EXERCISE AIM —
Pictures aside, the data must be reproduced exactly.

THE INPUT —

^^^^^^^^

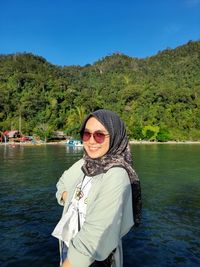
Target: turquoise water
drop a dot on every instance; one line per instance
(170, 230)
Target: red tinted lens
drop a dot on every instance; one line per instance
(86, 136)
(99, 137)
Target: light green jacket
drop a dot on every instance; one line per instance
(108, 217)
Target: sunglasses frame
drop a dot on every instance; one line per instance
(94, 135)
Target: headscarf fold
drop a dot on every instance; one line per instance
(118, 155)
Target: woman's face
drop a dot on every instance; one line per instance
(93, 148)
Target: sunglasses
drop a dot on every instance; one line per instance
(98, 136)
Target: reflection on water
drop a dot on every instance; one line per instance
(169, 234)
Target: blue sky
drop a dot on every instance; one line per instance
(79, 32)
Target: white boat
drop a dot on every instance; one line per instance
(74, 143)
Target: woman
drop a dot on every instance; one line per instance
(100, 194)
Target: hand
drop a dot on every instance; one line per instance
(64, 196)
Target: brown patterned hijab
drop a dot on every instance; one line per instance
(118, 155)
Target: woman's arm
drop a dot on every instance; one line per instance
(100, 233)
(64, 196)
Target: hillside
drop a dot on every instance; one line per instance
(158, 97)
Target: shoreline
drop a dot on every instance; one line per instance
(131, 142)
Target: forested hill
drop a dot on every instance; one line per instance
(158, 97)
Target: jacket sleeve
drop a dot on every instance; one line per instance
(100, 233)
(61, 187)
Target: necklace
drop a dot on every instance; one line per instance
(79, 189)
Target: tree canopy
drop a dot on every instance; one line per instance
(158, 97)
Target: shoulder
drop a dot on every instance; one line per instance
(117, 176)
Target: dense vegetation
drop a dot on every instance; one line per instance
(158, 97)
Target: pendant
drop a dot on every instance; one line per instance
(79, 193)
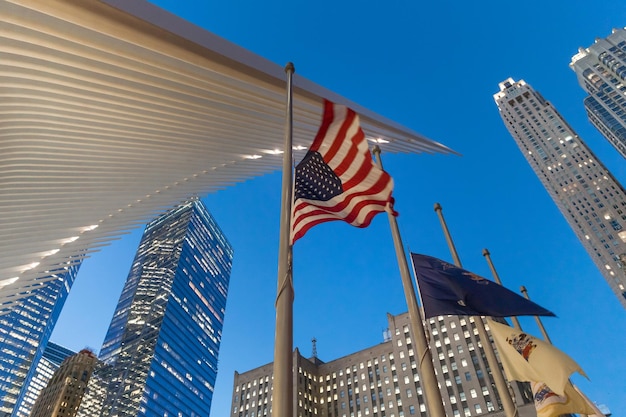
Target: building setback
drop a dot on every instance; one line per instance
(382, 381)
(53, 357)
(63, 394)
(160, 352)
(601, 72)
(24, 333)
(592, 201)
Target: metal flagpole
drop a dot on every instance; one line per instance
(487, 256)
(428, 381)
(539, 323)
(507, 402)
(547, 339)
(282, 401)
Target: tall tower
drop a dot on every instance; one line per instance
(601, 72)
(24, 334)
(63, 394)
(589, 197)
(163, 341)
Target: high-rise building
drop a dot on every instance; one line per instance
(383, 380)
(24, 334)
(601, 72)
(63, 394)
(592, 201)
(52, 358)
(162, 345)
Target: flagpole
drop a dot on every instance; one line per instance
(487, 256)
(507, 402)
(428, 381)
(539, 323)
(282, 401)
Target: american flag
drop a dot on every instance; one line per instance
(337, 179)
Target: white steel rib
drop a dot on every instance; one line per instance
(113, 111)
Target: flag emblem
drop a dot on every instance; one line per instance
(448, 289)
(315, 180)
(337, 179)
(523, 344)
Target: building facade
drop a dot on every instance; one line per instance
(63, 394)
(601, 72)
(53, 357)
(592, 201)
(24, 334)
(383, 381)
(160, 352)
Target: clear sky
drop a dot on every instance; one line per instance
(433, 67)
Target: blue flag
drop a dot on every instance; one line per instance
(448, 289)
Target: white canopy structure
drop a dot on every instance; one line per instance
(112, 111)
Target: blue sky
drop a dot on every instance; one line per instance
(433, 67)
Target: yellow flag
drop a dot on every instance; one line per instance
(550, 404)
(526, 358)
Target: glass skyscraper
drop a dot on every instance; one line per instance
(601, 72)
(592, 201)
(162, 344)
(24, 333)
(53, 357)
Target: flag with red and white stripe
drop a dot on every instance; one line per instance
(337, 179)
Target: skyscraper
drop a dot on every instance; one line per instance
(592, 201)
(62, 395)
(53, 357)
(601, 72)
(162, 345)
(24, 334)
(383, 381)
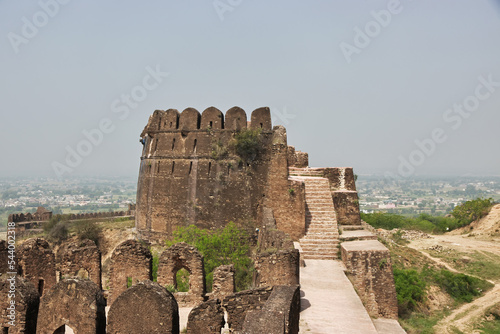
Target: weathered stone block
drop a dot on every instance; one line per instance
(206, 318)
(25, 312)
(369, 268)
(277, 268)
(76, 303)
(144, 308)
(180, 256)
(131, 263)
(37, 263)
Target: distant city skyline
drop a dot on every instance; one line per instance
(397, 88)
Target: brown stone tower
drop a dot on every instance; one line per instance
(190, 175)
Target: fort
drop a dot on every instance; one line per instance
(207, 170)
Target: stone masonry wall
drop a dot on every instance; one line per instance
(80, 259)
(131, 262)
(189, 176)
(21, 317)
(4, 258)
(240, 303)
(176, 257)
(369, 268)
(144, 308)
(76, 303)
(280, 314)
(223, 283)
(285, 197)
(206, 318)
(277, 268)
(37, 263)
(346, 205)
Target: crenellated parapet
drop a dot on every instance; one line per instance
(209, 169)
(210, 119)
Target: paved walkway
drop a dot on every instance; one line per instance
(328, 301)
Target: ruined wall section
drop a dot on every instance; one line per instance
(37, 263)
(144, 308)
(280, 314)
(80, 259)
(131, 263)
(286, 197)
(188, 175)
(369, 268)
(76, 303)
(183, 256)
(20, 317)
(344, 194)
(238, 304)
(4, 259)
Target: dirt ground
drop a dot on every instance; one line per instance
(483, 237)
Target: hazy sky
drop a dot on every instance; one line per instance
(405, 87)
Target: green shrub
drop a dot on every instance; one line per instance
(219, 151)
(410, 289)
(154, 269)
(424, 222)
(229, 245)
(53, 222)
(472, 210)
(58, 233)
(88, 230)
(462, 288)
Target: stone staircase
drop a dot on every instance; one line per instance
(313, 172)
(322, 237)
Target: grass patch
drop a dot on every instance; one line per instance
(490, 327)
(229, 245)
(419, 323)
(483, 264)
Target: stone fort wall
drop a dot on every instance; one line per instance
(189, 176)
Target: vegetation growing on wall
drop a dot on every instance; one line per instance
(229, 245)
(247, 144)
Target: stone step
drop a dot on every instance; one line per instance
(320, 257)
(320, 223)
(319, 200)
(357, 235)
(351, 227)
(320, 208)
(322, 227)
(318, 245)
(321, 236)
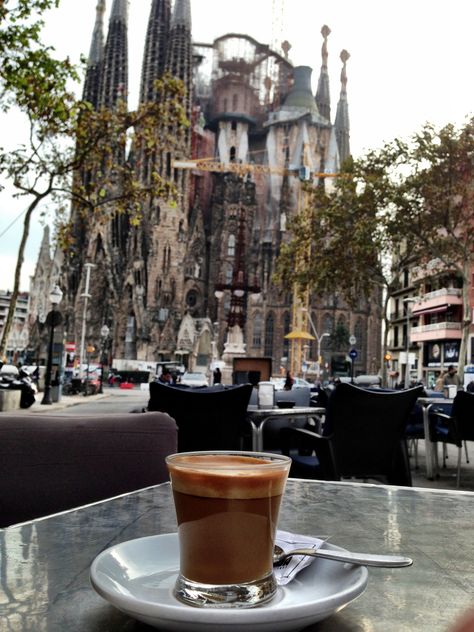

^^^^^^^^

SOLUTION TO THIS TASK —
Target: turquoise water
drop a dot on every instance; one line per instance
(170, 230)
Target: red tinted lens
drop a dot on every instance; one line per instance
(86, 136)
(99, 137)
Target: light green jacket
drop a dot on every instance; one line per instance
(108, 217)
Target: sunglasses frame
drop a dot on every instance; one line per instance
(94, 135)
Target: headscarf fold
drop a dot on every instance; one line per instance
(118, 155)
Target: woman's face
drop a dot on every instance; one line per instance
(93, 148)
Target: sunglasses
drop a dot on every instance; one line per instance
(98, 136)
Target: reflection on water
drop a dot on every instance; one line per instance
(169, 234)
Target: blue sky
drop a dot on every instance; one line per instance
(79, 32)
Target: white boat
drop a dot on every instance; one line per instance
(74, 143)
Target: woman
drop a dot on every instance; one line per instance
(100, 194)
Target: hand
drop a dot on every instance; one line per instance
(64, 196)
Target: brown patterned hijab
drop a dot on every instance; one line per instance
(118, 155)
Target: woman's arm
drop a dot on every instance; one line per instance
(100, 233)
(64, 196)
Target: hillside
drop a dot on every instance; one line per instance
(158, 97)
Target: shoreline
drop a dot on every instance; one line per instance
(131, 142)
Target: forested hill
drop a dot on every instance; one line per instance
(158, 97)
Target: jacket sleeve
drop a dot on every instance; one line per instance
(100, 233)
(61, 187)
Target: necklace
drop a dot on every instance; one line per instance
(79, 189)
Target: tree canopy
drop a dot on every instance; one line per instance
(158, 97)
Target: shoulder
drop a dot on every instance; one line per instance
(117, 176)
Target: dense vegetation
drop a dot on every instance; one line per instance
(158, 97)
Target: pendant
drop a dot on every instance; one line per instance
(79, 193)
Target: building setback
drop a dot on every instance; one line per instance
(382, 381)
(53, 357)
(63, 394)
(160, 352)
(601, 72)
(24, 333)
(592, 201)
Target: metal flagpole
drop a dot on every instance; one line per instance
(487, 256)
(428, 381)
(539, 323)
(507, 402)
(547, 339)
(282, 401)
Target: tall tower
drop a dot on every instance; one line per instance
(601, 72)
(24, 334)
(63, 394)
(589, 197)
(163, 341)
Target: high-rise building
drop a dot on every instance; one line per instance
(383, 380)
(24, 334)
(601, 72)
(63, 394)
(592, 201)
(52, 358)
(162, 345)
Target: flagpole
drop a dot on every instance; one line per instance
(487, 256)
(507, 402)
(428, 381)
(539, 323)
(282, 401)
Target: american flag
drop a dot on every instance; one line per instance
(337, 179)
Target: white steel rib
drop a dot on every instance; one line per instance
(113, 111)
Target: flag emblem
drop a dot on every instance; one line per instance
(448, 289)
(315, 180)
(337, 179)
(523, 344)
Target: building facade
drop a dot on every instance; one line per instance
(63, 394)
(601, 72)
(53, 357)
(592, 201)
(24, 334)
(383, 381)
(160, 352)
Target: clear sky
drop a dot on every instance; one line per instance
(433, 67)
Target: blue flag
drop a dot on every instance; one line per instance
(448, 289)
Target: white canopy structure
drop a dot on every instance; one line per instance
(112, 111)
Target: blue sky
drop a dot on every instance; one line per instance
(433, 67)
Target: yellow flag
drop a dot on every instance; one line per instance
(550, 404)
(526, 358)
Target: glass skyscraper
drop a dot on every instance; one line per instance
(601, 72)
(592, 201)
(162, 344)
(24, 333)
(53, 357)
Target: flag with red and white stripe
drop a dot on every instance; one line per instance
(337, 179)
Target: skyscraper
drop a dot on every instance; one line per instance
(592, 201)
(62, 395)
(53, 357)
(601, 72)
(162, 345)
(24, 334)
(383, 381)
Target: weathered stone block
drop a dot on every instance; one line per instance
(206, 318)
(25, 312)
(369, 268)
(277, 268)
(76, 303)
(144, 308)
(180, 256)
(131, 263)
(37, 263)
Target: distant city skyline
drop a dot on every instance; one line per instance
(397, 88)
Target: brown stone tower
drop a dot on every instance; one line per instance
(190, 175)
Target: fort
drop a dot on every instance; one line per instance
(207, 170)
Target: stone masonry wall
drop a dot on every instance; one line per instance
(80, 259)
(131, 262)
(189, 176)
(21, 317)
(4, 258)
(240, 303)
(176, 257)
(369, 268)
(144, 308)
(76, 303)
(280, 314)
(223, 283)
(285, 197)
(206, 318)
(277, 268)
(37, 263)
(346, 205)
Target: crenellated parapet
drop a dot on every instance; one line per instance
(209, 169)
(210, 119)
Target: paved walkway
drop a dot on every instance; one line per instance
(328, 301)
Target: ruined wall section
drop a dot on every instance; one line per instance
(37, 263)
(144, 308)
(280, 314)
(80, 259)
(131, 263)
(286, 197)
(188, 175)
(369, 268)
(76, 303)
(183, 256)
(20, 317)
(344, 194)
(238, 304)
(4, 259)
Target: dirt ground
drop a dot on every instance; one line per instance
(483, 237)
Target: hazy sky
drop a dot on every instance; one line per instance
(405, 87)
Target: green shrub
drop a dot on every instance; one line per instance
(219, 151)
(410, 289)
(154, 269)
(424, 222)
(229, 245)
(53, 222)
(472, 210)
(58, 233)
(88, 230)
(462, 288)
Target: stone staircase
drop a dot on every instance; one line per instance
(313, 172)
(322, 237)
Target: grass patch
drop a dot on every instance; one line per instance
(490, 327)
(229, 245)
(419, 323)
(483, 264)
Target: stone fort wall
drop a dot on every instance; one line per instance
(189, 176)
Target: vegetation growing on wall
drop a dot on every instance; one line per instance
(229, 245)
(247, 144)
Target: stone step
drop a dot on every instance; one line per instance
(320, 257)
(320, 223)
(319, 200)
(357, 235)
(351, 227)
(320, 208)
(322, 227)
(318, 245)
(321, 236)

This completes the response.